(Quoted passage begins)

However, Climate Change, environmental concerns and the consequences of Global Warming are causing a major re-think by leading specifiers, architects and designers. Initiatives by International Government's to reduce fossil fuel burning and the generation of greenhouse gases, through improved thermal insulation, are also making the entire building industry re-evaluate the products being used today in order to improve thermal performance and longevity. Events as recently as the Montreal Conference in December 2005, to ratify the Kyoto Protocol, at which even the USA finally agreed to take the reduction of CO2 emissions as a serious necessity, emphasises that only by a common unified effort by everyone in their own personal sphere of influence can we collectively have any effect.

Each of the incumbent window frame materials used today, is a growing cause of major concern for specifiers, from an environmental viewpoint:-

* PVCU releases the ozone depleting greenhouse gas, chlorine, during manufacture and the end product is a poor thermal insulator due to the essential metal reinforcement inside, which acts as a cold thermal bridge.

(Quoted passage ends)

▶ _Parts of the exercise_:
a) Based on the passage on window frame materials, is each statement true? Answer yes or no and quote the deciding words. (i) The Montreal Conference took place in December 2005. (ii) PVCU is described as a good thermal insulator. (iii) At the Montreal Conference, the USA refused to treat the reduction of CO2 emissions as a serious necessity.
b) List every professional group that the passage on window frame materials names as leading the major re-think.
c) Pick up the passage on window frame materials after its final sentence and continue it.
The entries come from a different source than the passage on window frame materials.

(Stored data begins)

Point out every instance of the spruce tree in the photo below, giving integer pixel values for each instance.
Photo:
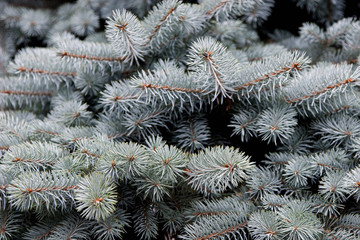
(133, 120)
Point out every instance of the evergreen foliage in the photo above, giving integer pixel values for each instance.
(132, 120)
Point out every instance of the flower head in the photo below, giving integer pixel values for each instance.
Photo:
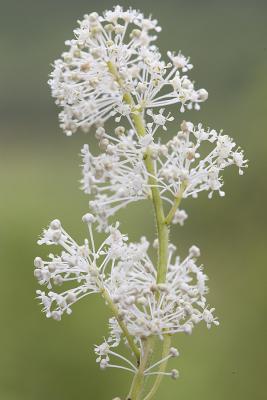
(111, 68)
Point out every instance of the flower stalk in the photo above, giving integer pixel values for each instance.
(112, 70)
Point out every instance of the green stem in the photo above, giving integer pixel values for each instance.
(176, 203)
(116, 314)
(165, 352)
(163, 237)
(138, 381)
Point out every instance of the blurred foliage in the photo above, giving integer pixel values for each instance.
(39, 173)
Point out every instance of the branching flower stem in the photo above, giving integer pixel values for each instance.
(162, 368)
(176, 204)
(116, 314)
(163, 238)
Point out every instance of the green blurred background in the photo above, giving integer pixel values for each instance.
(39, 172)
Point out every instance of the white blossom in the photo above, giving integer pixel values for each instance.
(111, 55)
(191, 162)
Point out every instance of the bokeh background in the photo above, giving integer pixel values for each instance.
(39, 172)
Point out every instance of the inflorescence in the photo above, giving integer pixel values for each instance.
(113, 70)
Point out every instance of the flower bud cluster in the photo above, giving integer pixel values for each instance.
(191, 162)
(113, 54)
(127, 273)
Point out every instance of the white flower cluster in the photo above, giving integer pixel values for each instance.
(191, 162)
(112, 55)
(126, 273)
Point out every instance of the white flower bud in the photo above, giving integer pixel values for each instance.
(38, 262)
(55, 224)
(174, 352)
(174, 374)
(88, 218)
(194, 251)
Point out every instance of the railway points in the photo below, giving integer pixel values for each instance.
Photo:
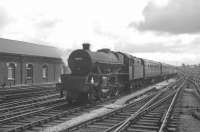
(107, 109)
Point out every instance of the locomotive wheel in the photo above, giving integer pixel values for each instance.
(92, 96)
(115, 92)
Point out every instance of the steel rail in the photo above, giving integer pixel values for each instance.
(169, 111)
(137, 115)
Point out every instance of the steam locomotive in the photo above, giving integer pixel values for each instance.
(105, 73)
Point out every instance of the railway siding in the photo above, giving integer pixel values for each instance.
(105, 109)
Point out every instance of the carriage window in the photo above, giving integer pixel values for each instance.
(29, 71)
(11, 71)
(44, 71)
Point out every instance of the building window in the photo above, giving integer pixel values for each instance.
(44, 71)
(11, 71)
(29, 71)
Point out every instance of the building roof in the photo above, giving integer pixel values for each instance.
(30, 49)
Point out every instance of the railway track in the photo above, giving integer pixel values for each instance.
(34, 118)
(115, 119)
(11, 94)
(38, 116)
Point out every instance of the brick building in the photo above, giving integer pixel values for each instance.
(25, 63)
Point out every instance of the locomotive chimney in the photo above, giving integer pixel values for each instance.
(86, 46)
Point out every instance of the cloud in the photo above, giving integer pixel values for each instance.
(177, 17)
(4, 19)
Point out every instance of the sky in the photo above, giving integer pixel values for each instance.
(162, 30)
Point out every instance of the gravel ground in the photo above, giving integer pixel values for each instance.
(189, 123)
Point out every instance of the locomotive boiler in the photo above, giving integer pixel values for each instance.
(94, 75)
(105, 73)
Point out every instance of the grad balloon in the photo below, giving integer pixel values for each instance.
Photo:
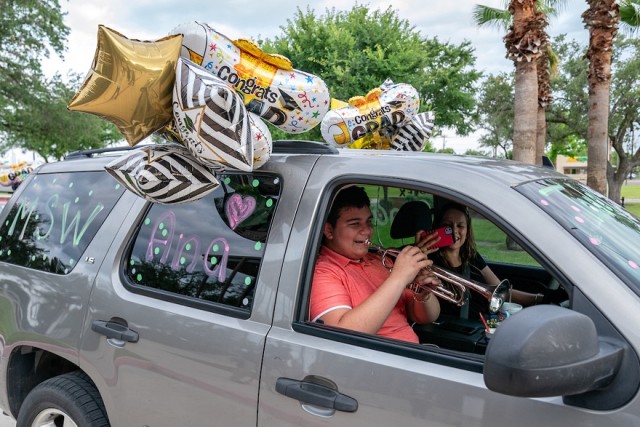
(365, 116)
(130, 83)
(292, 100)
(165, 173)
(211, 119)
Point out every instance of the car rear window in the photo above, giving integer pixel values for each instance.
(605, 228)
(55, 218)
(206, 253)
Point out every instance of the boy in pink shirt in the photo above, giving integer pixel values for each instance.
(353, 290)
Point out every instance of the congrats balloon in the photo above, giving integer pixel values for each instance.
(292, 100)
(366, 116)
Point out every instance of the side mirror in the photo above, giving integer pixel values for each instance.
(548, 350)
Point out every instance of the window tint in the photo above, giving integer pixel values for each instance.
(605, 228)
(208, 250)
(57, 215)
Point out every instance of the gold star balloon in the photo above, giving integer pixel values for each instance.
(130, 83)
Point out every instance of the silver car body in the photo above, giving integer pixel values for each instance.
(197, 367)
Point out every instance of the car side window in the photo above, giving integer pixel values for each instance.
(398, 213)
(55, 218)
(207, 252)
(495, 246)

(Stored data ends)
(Stored data begins)

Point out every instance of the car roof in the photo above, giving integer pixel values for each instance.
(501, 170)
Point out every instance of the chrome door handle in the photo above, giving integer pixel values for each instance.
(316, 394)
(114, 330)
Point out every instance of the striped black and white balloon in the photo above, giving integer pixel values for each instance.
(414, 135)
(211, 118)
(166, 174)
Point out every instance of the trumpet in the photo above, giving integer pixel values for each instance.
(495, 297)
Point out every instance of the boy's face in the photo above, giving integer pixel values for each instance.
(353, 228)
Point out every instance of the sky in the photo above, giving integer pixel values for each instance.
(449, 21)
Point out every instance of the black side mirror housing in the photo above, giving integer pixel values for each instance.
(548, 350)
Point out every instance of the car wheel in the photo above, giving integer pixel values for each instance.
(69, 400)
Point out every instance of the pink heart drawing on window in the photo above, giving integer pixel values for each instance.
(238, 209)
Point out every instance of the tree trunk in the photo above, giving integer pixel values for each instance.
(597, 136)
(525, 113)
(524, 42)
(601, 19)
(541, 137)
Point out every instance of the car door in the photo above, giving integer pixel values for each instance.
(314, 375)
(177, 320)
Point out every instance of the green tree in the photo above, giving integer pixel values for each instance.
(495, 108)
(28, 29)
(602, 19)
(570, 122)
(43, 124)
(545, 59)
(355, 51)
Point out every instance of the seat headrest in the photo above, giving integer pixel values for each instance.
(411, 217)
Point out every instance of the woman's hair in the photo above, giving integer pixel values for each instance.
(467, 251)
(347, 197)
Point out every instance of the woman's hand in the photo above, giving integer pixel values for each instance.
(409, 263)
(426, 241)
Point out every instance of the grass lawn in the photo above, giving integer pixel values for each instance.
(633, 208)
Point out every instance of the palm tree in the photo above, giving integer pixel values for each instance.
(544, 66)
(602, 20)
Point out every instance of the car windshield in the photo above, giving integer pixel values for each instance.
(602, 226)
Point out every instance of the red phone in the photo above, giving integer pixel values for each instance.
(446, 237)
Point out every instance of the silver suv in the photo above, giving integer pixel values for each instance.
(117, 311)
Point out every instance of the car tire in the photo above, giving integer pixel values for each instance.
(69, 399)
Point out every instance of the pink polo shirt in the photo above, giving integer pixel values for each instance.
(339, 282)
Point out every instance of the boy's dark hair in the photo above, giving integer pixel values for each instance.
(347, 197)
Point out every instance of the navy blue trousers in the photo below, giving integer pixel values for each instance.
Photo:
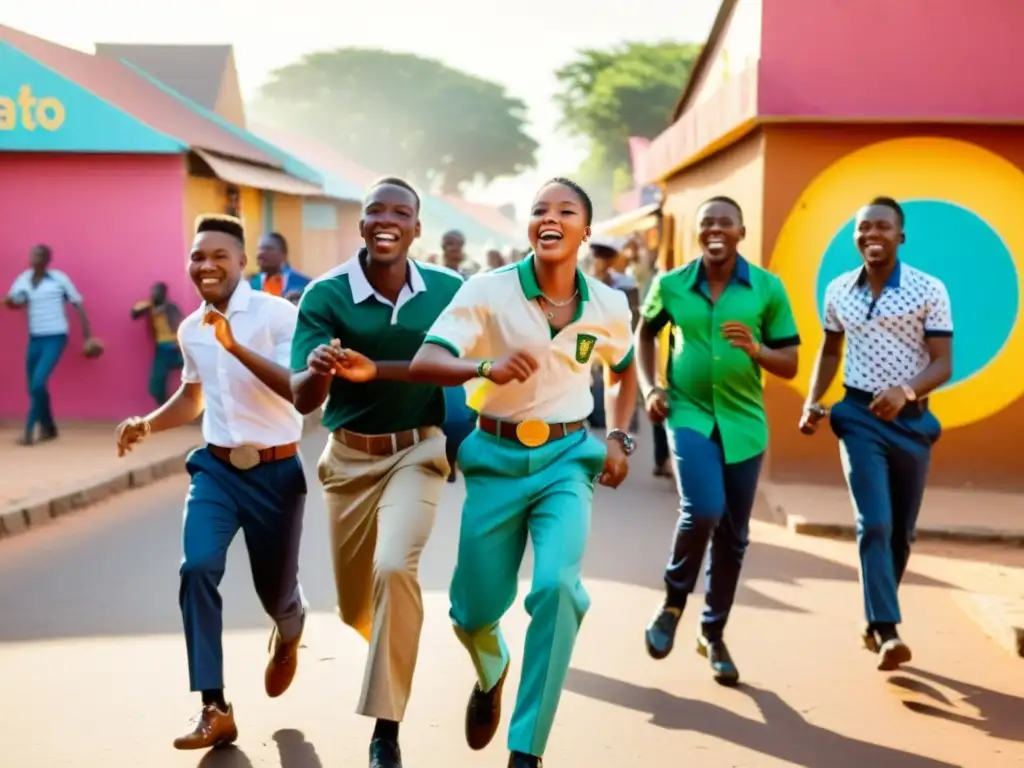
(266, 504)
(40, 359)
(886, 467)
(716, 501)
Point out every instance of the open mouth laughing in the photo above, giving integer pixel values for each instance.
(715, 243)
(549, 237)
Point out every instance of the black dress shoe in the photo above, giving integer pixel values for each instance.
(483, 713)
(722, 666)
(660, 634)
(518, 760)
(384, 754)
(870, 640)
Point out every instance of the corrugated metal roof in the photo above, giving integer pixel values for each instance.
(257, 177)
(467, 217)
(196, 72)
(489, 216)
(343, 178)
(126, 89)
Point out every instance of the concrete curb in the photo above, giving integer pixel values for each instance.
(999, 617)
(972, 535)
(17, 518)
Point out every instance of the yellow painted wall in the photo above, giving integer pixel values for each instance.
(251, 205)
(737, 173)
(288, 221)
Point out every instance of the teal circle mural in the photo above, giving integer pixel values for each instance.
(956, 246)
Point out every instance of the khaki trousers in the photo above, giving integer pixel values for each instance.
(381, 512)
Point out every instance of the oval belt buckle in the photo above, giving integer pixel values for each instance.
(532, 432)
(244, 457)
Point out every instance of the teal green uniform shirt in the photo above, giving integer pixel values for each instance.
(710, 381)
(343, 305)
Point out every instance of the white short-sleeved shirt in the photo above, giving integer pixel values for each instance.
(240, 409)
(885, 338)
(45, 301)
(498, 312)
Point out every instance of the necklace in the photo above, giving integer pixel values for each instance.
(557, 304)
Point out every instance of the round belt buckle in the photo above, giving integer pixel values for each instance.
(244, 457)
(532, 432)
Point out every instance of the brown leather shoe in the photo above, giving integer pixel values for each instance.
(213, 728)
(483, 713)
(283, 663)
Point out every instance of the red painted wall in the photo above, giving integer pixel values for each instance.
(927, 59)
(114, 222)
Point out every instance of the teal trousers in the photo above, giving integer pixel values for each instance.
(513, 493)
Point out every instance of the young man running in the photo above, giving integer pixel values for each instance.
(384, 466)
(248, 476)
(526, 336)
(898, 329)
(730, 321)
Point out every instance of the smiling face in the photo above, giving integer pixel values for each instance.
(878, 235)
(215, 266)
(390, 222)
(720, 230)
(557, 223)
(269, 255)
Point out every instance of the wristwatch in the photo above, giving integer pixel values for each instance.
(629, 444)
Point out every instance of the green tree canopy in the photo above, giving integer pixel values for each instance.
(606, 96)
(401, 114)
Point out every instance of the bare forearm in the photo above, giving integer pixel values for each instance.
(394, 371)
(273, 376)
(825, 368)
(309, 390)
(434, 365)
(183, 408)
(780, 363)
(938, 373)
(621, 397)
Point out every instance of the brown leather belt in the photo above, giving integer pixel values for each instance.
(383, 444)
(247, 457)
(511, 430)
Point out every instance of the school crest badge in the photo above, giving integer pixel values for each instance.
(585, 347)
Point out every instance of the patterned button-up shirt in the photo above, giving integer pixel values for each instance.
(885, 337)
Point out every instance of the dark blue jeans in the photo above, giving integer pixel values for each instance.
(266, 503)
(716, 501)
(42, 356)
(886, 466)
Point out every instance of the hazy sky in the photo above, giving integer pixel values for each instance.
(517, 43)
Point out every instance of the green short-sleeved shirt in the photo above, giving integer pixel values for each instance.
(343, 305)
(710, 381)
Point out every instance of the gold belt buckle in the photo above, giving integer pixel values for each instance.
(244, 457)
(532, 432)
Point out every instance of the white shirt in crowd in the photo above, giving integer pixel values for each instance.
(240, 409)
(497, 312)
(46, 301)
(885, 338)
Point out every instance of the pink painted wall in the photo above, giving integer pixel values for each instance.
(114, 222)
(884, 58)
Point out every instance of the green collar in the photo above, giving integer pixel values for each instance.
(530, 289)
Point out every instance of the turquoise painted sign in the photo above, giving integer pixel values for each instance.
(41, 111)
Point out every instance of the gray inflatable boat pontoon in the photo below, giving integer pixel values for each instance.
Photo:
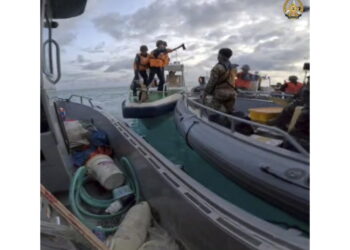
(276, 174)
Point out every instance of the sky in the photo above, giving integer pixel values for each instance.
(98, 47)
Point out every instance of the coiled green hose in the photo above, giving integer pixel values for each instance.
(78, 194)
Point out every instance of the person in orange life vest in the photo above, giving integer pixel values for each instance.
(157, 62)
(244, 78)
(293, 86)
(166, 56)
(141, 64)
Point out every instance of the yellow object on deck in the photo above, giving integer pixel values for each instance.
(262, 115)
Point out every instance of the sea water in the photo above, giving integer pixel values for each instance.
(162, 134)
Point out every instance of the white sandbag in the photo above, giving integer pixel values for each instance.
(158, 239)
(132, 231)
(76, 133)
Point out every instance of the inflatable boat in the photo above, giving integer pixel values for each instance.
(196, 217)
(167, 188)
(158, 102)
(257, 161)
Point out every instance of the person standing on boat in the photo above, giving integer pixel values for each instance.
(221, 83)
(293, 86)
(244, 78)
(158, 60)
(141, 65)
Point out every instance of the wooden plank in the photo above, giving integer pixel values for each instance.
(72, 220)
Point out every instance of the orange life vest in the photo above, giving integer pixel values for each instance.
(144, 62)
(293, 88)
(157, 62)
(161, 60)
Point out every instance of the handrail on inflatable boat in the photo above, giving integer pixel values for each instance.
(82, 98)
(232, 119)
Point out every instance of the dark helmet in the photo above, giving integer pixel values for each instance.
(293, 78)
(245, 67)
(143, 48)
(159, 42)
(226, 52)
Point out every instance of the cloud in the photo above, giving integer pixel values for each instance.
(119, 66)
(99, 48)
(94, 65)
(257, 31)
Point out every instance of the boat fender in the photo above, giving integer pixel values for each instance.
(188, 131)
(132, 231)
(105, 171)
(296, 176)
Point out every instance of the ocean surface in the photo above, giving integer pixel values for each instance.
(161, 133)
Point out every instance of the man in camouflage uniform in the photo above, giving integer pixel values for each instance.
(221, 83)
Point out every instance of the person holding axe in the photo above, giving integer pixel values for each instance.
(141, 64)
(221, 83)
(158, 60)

(Stored data ends)
(Stored data begins)

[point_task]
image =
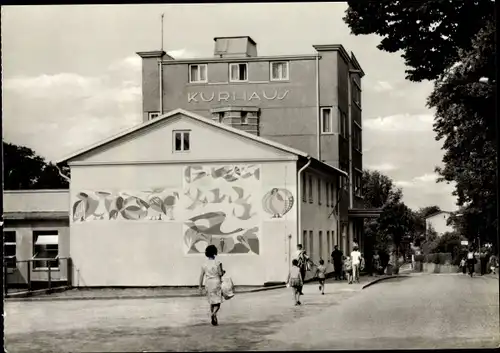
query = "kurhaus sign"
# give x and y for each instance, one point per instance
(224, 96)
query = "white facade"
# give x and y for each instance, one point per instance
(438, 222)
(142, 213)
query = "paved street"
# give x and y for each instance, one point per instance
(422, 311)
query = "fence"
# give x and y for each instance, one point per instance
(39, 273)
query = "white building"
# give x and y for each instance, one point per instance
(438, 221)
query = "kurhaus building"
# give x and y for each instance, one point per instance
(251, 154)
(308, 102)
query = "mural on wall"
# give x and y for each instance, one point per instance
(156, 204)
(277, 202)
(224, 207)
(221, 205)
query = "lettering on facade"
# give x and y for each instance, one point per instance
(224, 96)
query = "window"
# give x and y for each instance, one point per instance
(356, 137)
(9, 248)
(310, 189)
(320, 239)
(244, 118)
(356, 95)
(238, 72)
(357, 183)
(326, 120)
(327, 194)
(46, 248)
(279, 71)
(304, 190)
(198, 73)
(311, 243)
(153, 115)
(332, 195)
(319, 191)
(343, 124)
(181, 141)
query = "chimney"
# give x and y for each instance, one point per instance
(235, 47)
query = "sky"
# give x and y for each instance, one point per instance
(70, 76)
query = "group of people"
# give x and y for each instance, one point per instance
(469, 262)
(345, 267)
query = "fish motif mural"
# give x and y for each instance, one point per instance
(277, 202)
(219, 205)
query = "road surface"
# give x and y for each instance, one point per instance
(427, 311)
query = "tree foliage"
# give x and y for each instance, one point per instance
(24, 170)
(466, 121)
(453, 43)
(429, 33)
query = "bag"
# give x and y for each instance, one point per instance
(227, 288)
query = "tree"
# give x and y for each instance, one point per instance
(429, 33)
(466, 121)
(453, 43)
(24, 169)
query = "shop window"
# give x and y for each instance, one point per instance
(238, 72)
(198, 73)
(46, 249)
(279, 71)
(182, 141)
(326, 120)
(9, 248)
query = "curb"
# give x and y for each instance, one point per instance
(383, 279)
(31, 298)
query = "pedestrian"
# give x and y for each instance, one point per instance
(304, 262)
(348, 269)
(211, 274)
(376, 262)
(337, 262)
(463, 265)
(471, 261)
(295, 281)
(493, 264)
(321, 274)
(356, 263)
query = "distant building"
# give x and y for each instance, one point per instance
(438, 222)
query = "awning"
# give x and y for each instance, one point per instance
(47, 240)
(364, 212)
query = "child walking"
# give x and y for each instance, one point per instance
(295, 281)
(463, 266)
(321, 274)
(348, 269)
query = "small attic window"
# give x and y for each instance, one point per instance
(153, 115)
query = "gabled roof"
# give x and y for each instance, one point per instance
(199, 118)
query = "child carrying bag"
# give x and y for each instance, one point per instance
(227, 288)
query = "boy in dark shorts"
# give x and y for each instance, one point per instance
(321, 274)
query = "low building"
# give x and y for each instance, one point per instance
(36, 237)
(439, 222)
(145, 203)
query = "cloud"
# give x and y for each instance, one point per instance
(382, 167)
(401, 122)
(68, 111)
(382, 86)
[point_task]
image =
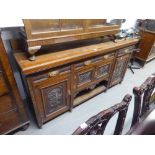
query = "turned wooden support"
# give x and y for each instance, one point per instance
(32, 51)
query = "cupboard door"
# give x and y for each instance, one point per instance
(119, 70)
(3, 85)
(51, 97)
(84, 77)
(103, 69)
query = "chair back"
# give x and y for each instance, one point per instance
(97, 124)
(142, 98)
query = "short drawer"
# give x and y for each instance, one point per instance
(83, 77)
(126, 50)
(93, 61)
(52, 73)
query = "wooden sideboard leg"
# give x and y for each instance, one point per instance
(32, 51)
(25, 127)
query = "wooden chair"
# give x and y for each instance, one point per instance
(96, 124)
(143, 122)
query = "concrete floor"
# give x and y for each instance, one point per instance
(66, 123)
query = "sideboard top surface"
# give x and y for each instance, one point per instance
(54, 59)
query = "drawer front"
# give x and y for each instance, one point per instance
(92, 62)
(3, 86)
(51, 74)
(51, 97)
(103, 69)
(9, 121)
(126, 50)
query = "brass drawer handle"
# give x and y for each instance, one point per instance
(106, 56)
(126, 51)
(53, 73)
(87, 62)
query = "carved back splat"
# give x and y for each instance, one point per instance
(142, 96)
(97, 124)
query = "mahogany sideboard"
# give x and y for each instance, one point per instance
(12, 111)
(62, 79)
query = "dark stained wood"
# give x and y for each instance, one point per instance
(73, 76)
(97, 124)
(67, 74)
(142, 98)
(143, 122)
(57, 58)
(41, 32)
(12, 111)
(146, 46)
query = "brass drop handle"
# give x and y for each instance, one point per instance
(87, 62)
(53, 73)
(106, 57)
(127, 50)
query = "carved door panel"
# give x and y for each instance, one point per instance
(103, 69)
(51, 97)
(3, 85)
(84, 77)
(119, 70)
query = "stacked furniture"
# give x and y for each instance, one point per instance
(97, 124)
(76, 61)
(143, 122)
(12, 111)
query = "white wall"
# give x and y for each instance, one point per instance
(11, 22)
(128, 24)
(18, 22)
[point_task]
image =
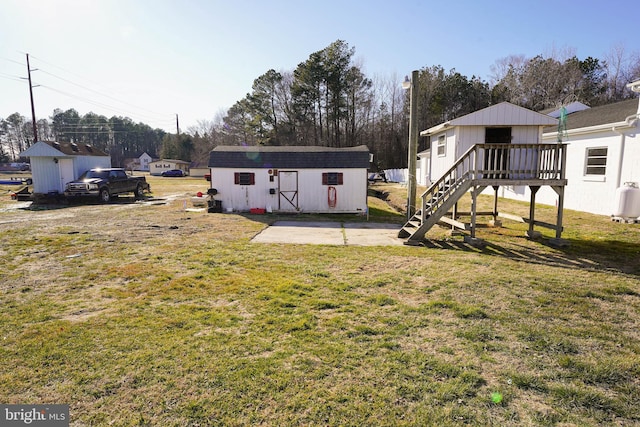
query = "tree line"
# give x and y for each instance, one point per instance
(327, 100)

(Stored data ends)

▶ _Responses by task_:
a)
(i) Yes: "the Montreal Conference in December 2005"
(ii) No: "the end product is a poor thermal insulator"
(iii) No: "even the USA finally agreed to take the reduction of CO2 emissions as a serious necessity"

b) Specifiers, architects, designers

c)
* Aluminium has a high 'embodied energy' from the original bauxite mining and then the enormous heat of the smelting process essential to its manufacture. The resultant end product is a very poor insulator since aluminium is, ironically, an excellent conductor.
* Hardwood used is invariably 'Mahogany' which only grows in the World's dwindling Tropical rainforests (the lungs of the World) which already need protection from over zealous deforestation. Once again, the end product does not insulate too well and also creates the need for regular maintenance which itself has environmental consequences.
* Softwood does come from a sustainable source but the maintenance implications are appalling, both in terms of financial cost, as well as environmentally, from countless teams of maintenance engineers driving around to survey, paint and repair windows, in an attempt to stop them from biodegrading prematurely.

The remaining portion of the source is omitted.